**Tasks for this exercise**
1/ List each need that the passage on passion says is becoming greater.
2/ Print the passage on passion, starting with "How are you" and going on through "describe your passion?".
3/ Proceed with the passage on passion from the point where it stops.

=== Document ===

Passion can be difficult to describe because it is a feeling like few others. Passion can consume you, drive you to heights never imagined, and lead to immeasurable levels of joy or even anxiety. Passion can often create infallible commitment, which, if not balanced with sound rationale in decision making has potential to lead to undesirable outcomes. Unbridled passion sounds poetic and profound, but it can be dangerous if not balanced with reason and objectivity.
Yet, life (or business) with no passion becomes an insufferable task to endure. Most farmers I meet are passionate about their farm, about the land, about growing things, about the family legacy they are living and plan to leave behind. “Life becomes work” if there is no passion. But don’t forget balance, because “work can become life” on the opposite end of that spectrum; neither is desirable.

Direct Questions

How are you gauging the effectiveness of your leadership? (HINT: this isn’t a “self-assessment.”)

What are you doing to match your engagement to that of which you expect from your team?

How would you describe your passion?

From the Home Quarter

Recently, I listened to a presentation where the crowd was polled: If you could sell all your land for 25% above market value today, and rent it back for life at half of current rental rates, how many would take that deal? No one raised their hand. The presenter then acknowledged that no one in the crowd was a farmer, but actually a land owner. Everyone laughed in subtle agreement.
The point is to define your passion, your “Why.” Clarity in what you do, why you do it, and how you do it is no longer something that only applies to large corporations who need that “feel-good mumbo-jumbo” as part of their strategy. Make no mistake, farms of the future will require processes that were once foreign, or only found in corporate cultures. The need for social license becomes greater each day. The need for strong and committed teams becomes greater each year. The need for passionate, authentic, engaged leadership becomes greater with each new generation in the family business.

=== Collected data ===

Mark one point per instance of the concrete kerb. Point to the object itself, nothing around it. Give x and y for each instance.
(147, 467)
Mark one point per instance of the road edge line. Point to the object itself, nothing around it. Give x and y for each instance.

===

**Answers given**
1/
- Social license
- Strong and committed teams
- Passionate, authentic, engaged leadership

2/
How are you gauging the effectiveness of your leadership? (HINT: this isn’t a “self-assessment.”)

What are you doing to match your engagement to that of which you expect from your team?

How would you describe your passion?

3/
Daddy Selfie

Additional Family Members

It is amazing how a family is changed when you add another member to the fold. Whether it be the addition of my new daughter last week (Feb 16 if you want to keep track) and the changes she brings to this household, or the addition of another generation into the family’s farm business, the change is not only imminent, but it can also be drastic, unpredictable, and challenging.

Both situations above involve adding a child, or another child, to what used to be “normal” and “routine.” The similarities don’t end there.

Where Does Everyone Fit?

Bringing another person into the mix creates upheaval. What used to be a shared role could now fall to one person solely. New roles that didn’t exist before now have to be addressed to determine who should fill these roles. This can be stressful, cause tension, and can lead to feelings of inadequacy or inequity.

Can I Understand How This Affects Others, Not Just Me?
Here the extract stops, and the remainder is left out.